Texte à lire:
________________

"Mourir d’aimer", du fait divers au film

"Mourir d’aimer", du fait divers au film

19 janvier 2021
Cinéma
Mourir d'Aimer d'André Cayatt
"Mourir d'Aimer" d'André Cayatte Franco-London Films - Cobra Film - LCJ Editions & Productions - Compagnie Commerciale Française Cinématographique (CCFC) - Splendor Films
En 1971, André Cayatte s’emparait d’un fait divers tragique qui avait divisé la France – le suicide de Gabrielle Russier, professeure jugée pour détournement de mineur – et réalisait l’un de ses films les plus marquants. Retour sur la genèse de Mourir d’aimer, alors que l’on commémore ses 50 ans, en ce mois de janvier 2021.

Tout commence par un fait divers qui fait pendant plusieurs mois la une des journaux, divisant la France avant de se terminer en tragédie. Une histoire d’amour interdite entre Gabrielle Russier, une professeure agrégée de lettres de 32 ans et l’un de ses élèves, Christian Rossi, alors âgé de 17 ans. Mère de famille célibataire, Gabrielle Russier s’est révélée la cible des mouvements les plus réactionnaires d’une France post-Mai 68 pas encore totalement décorsetée. C’est plus précisément le 15 octobre 1968 que tout s’accélère quand les parents de Christian lui ayant, en vain, demandé de rompre, saisissent le juge pour enfants avant de porter plainte pour détournement de mineur.

________________

Matériel fourni:
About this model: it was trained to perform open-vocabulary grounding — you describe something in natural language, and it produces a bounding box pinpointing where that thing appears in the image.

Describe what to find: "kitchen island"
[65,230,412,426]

________________

Objectifs:
(1) Quelles sont toutes les sociétés nommées juste après « d'André Cayatte » dans le texte sur le film « Mourir d'aimer » ?
(2) Répondez à ces questions sur le texte consacré au film « Mourir d'aimer » :
(a) En quelle année André Cayatte s'est-il emparé du fait divers ?
(b) Quel âge avait alors Christian Rossi ?
(c) À quelle date tout s'accélère-t-il ?
(3) Poursuivez le texte sur le film « Mourir d'aimer » à la suite de sa dernière phrase.

Résultats dans l'ordre:
(1)
Franco-London Films
Cobra Film
LCJ Editions & Productions
Compagnie Commerciale Française Cinématographique (CCFC)
Splendor Films

(2)
(a) En 1971.
(b) 17 ans.
(c) Le 15 octobre 1968.

(3)
Emprisonnée durant huit semaines à la prison des Baumettes, Gabrielle refuse de dire où se trouve Christian qui a fugué et qu’elle allait rejoindre quand elle a été arrêtée. Le procès a lieu au mois de juillet 1969. Gabrielle Russier est condamnée à douze mois de prison avec sursis et 500 francs d’amende. Une peine que l’amnistie qui fait suite à l’élection de Georges Pompidou à la présidence de la République va pouvoir effacer. L’enseignante pense alors pouvoir reprendre une vie « normale ». Sauf que l’Académie d’Aix-en-Provence dont elle dépend ne l’entend pas ainsi. Elle pousse le parquet à faire appel et lui refuse le poste d’assistante de linguistique pour lequel elle postulait. Cet acharnement mine profondément la jeune femme. Elle fait une première tentative de suicide en août 1969 et, alors même que son père engage le ténor du barreau Albert Naud (qui fut notamment l’avocat de Louis-Ferdinand Céline de 1947 à 1951) pour le procès en appel prévu pour le mois d’octobre, elle ouvre le gaz dans son appartement et se donne la mort le 1er septembre 1969.

En 1971, désormais majeur, Christian Rossi donne un unique entretien à la presse pour saluer la mémoire de Gabrielle. On peut y lire : « Je ne suis pas responsable de sa mort. J’estime qu’il y a d’autres responsables. J’accuse toute la société : les juges, les parents bourgeois. Je voudrais que ça se tasse et qu’on oublie. Enfin, moi je n’oublierai pas. On s’aimait, on l’a mise en prison, elle s’est tuée. C’est simple, la passion ce n’est pas lucide. »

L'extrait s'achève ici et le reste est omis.